▶ **Description of the task**
Reproduce the entries below, swapping "trace the outline" for "draw the boundary" and leaving everything else unchanged. Omit the pictures from your output.

▶ **Extracted material**
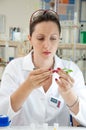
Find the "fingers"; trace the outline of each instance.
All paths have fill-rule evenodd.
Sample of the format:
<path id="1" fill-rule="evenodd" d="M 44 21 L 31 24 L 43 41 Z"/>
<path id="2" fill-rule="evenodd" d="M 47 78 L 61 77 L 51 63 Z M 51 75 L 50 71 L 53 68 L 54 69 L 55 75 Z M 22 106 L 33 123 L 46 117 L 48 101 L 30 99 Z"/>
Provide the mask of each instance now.
<path id="1" fill-rule="evenodd" d="M 59 79 L 56 79 L 56 82 L 61 91 L 67 91 L 73 87 L 74 79 L 69 74 L 60 68 L 57 69 L 56 73 L 60 76 Z"/>
<path id="2" fill-rule="evenodd" d="M 33 70 L 28 76 L 28 81 L 32 83 L 32 87 L 39 87 L 48 80 L 52 75 L 52 71 L 46 68 Z"/>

▶ **Written answer**
Find the "fingers"; draw the boundary of each instance.
All paths have fill-rule evenodd.
Sample of the format:
<path id="1" fill-rule="evenodd" d="M 44 21 L 31 24 L 43 41 Z"/>
<path id="2" fill-rule="evenodd" d="M 47 78 L 61 77 L 51 63 Z M 51 75 L 50 71 L 53 68 L 54 69 L 55 75 Z M 22 106 L 33 123 L 46 117 L 48 101 L 30 99 Z"/>
Provide the mask of each instance now.
<path id="1" fill-rule="evenodd" d="M 59 79 L 56 79 L 56 82 L 61 91 L 67 91 L 73 87 L 74 79 L 69 74 L 60 68 L 57 69 L 56 73 L 60 76 Z"/>
<path id="2" fill-rule="evenodd" d="M 33 70 L 28 76 L 28 81 L 32 83 L 32 87 L 39 87 L 48 80 L 52 75 L 52 71 L 46 68 Z"/>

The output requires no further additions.